____ Task material

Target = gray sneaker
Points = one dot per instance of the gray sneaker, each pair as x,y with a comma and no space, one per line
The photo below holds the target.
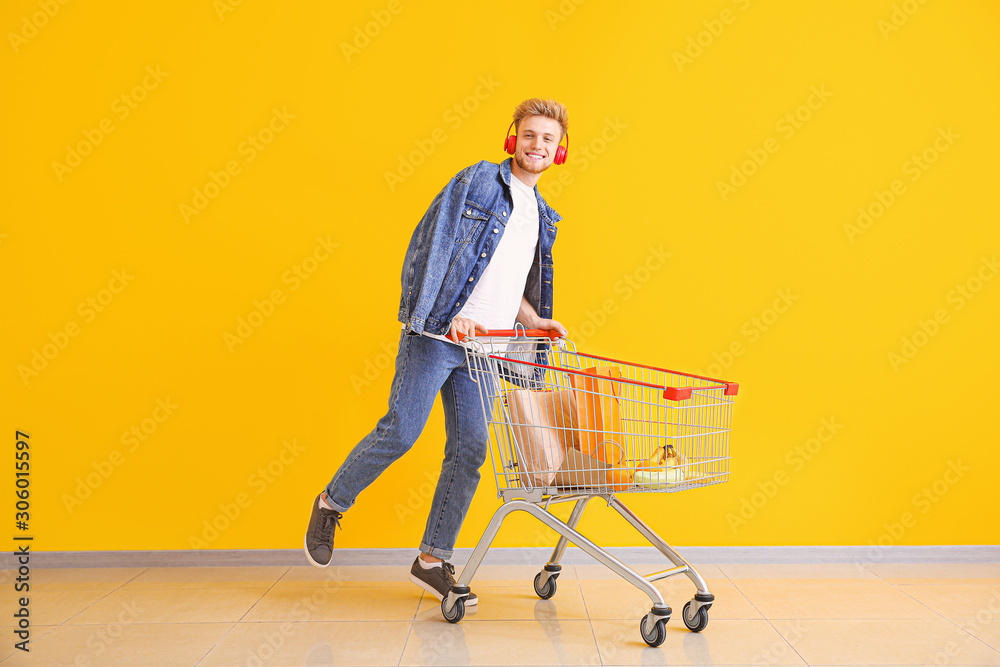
318,543
438,580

________

- _Directive_: Reproduce the rows above word for word, leaving out the pictures.

- _The reply_:
Target = gray sneaker
Points = one dot per instance of the gray sneaker, each pair as x,y with a comma and no space, one per line
The photo below holds the target.
318,543
438,580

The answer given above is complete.